Fragment strony »
"""

Wszystko wydarzyło się w czwartek, 2 listopada. Patrol Straży Granicznej kontrolował samochody poruszające się po autostradzie A2 w pobliżu polsko-niemieckiej granicy.
W trakcie służby mundurowi postanowili zatrzymać do kontroli samochód osobowy marki Nissan. Pojazd miał niemieckie tablice rejestracyjne.
Miał fałszywe prawo jazdy
Za kierownicą osobówki siedział 37-letni obywatel Rumunii. Mężczyzna w trakcie legitymowania okazał do kontroli rumuński dowód osobisty oraz prawo jazdy.
- Dokument uprawniający do kierowania pojazdami mechanicznymi był wystawiony na jego dane osobowe, ale wzbudził u funkcjonariuszy zastrzeżenia co do jego autentyczności, gdyż odbiegał od wzoru. Brak odpowiednich zabezpieczeń świadczył o tym, że prawo jazdy jest podrobione - relacjonuje por. SG Paweł Biskupik, rzecznik Nadodrzańskiego Oddziału Straży Granicznej.

"""

Fragment źródła »
"""

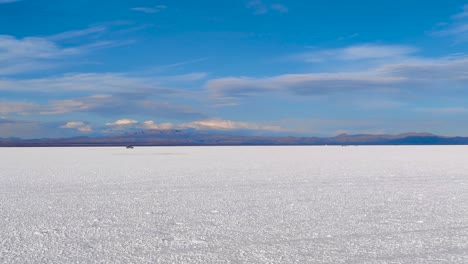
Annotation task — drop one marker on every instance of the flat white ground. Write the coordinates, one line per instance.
(393, 204)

"""

Do zrobienia »
(a) Przepisz z fragmentu strony tekst od „Wszystko wydarzyło się” do „niemieckie tablice rejestracyjne.”.
(b) Jakie tablice rejestracyjne miał Nissan zatrzymany do kontroli, według fragmentu strony?
(c) Czy te stwierdzenia zgadzają się z fragmentem strony: (i) kontrola odbyła się na autostradzie A2 w pobliżu granicy polsko-niemieckiej, (ii) prawo jazdy wystawiono na dane innej osoby, (iii) kierowca był obywatelem Niemiec? Przy każdym odpowiedz tak lub nie i przytocz rozstrzygające słowa.

Rozwiązania zadań »
(a)
Wszystko wydarzyło się w czwartek, 2 listopada. Patrol Straży Granicznej kontrolował samochody poruszające się po autostradzie A2 w pobliżu polsko-niemieckiej granicy.
W trakcie służby mundurowi postanowili zatrzymać do kontroli samochód osobowy marki Nissan. Pojazd miał niemieckie tablice rejestracyjne.

(b) Niemieckie tablice rejestracyjne.

(c)
(i) Tak: „kontrolował samochody poruszające się po autostradzie A2 w pobliżu polsko-niemieckiej granicy”.
(ii) Nie: „był wystawiony na jego dane osobowe”.
(iii) Nie: „37-letni obywatel Rumunii”.